§ **STATED PROBLEM 1**:
Using the film review, decide whether each statement agrees with it: (a) Sophie's husband is in New York; (b) the reviewer is a fan of musicals; (c) Donna died two years ago. Give yes or no for each and quote the words that decide it.
§ **STATED PROBLEM 2**:
In one to three sentences, explain why, according to the film review, the reviewer enjoyed the first film despite not liking musicals.
§ **STATED PROBLEM 3**:
Supply the next part of the film review about Sophie's reopening of her mother's Greek home and business, picking up from the point where it stops.

It’s one year since the charismatic and carefree B&B owner Donna (Meryl Streep) died and her daughter Sophie (Amanda Seyfried) has renovated her idyllic Grecian home/business and is preparing for the big day.

But storm clouds are brewing all over as two of Sophie’s three father’s (Colin Firth and Stellan Skargsard) can’t attend the grand opening, weather permits any journalists from getting a ferry and her husband Skye (Dominic Cooper) is in New York, after having tentatively accepted a hotel management job there.

Review, by Jason Day (@Reelreviewer)image poster mama mia here we again

I enjoyed the first Mama Mia! (2008) in spite of myself.

I’m not a musical fan but within its glitzy saccharinity and unabashed artificiality, there were enough classic Abba tracks (I do at least like a bit of Abba) to keep even an old curmedgeon such as I happy. And who could resist the beauty of sun-kissed Greece?

I walked out of the cinema after seeing that film with songs in my head, the sun in my heart…and a deep desire to shoot the first person I encountered.

§ **MATERIAL**:

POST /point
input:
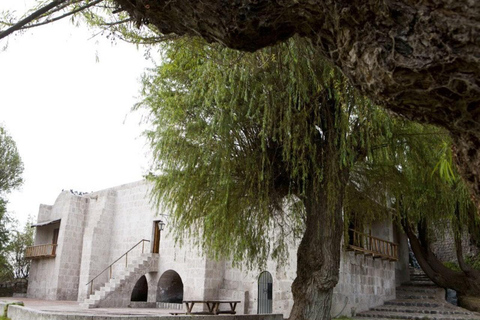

§ **EXPECTED ANSWER 1**:
(a) Yes: "her husband Skye (Dominic Cooper) is in New York"
(b) No: "I’m not a musical fan"
(c) No: "It’s one year since the charismatic and carefree B&B owner Donna (Meryl Streep) died"

§ **EXPECTED ANSWER 2**:
The reviewer found enough classic Abba tracks in the film to keep even an old curmudgeon happy. The reviewer also adds that the beauty of sun-kissed Greece was hard to resist.

§ **EXPECTED ANSWER 3**:
image film mama mia here we go again

Are they Dancing Queens or will they meet their Waterloo? Christine Baranski, Julie Walters and Amanda Seyfried buckle up for some more musical larks in Mama Mia! Here We Go Again. (Image: Universal Pictures International/UIP)

With this sequel, directed by actor Nathaniel Parker’s brother Oliver, the effect was more or less the same…but I wanted to shoot myself after the closing credits rolled.

With the best toe-tapping, sing-a-long numbers from Abba’s back collection taken, used up and spat out onto cinema floors across the world for the first instalment, keeping up the breezy, feel good tempo with a sequel was never going to be easy.

This explains the second-rate, hand-me-down feel we have to this follow-up, filled as it is with the lesser known efforts from the 70’s Swedish super troupers. It should have been called ‘Mama Mia! The B-Side’.

The fizzy, frothy and ridiculously contrived atmosphere of the original movie has been replaced with a more po-faced, serious follow-up. Mama Mia was so inoffensive and sweetly needy to entertain, it almost gave you a headache with it’s good naturedness.

But despite all the best intentions, Here We Go Again feels like the producers have scraped the bottom of the barrel with the songs and choreography.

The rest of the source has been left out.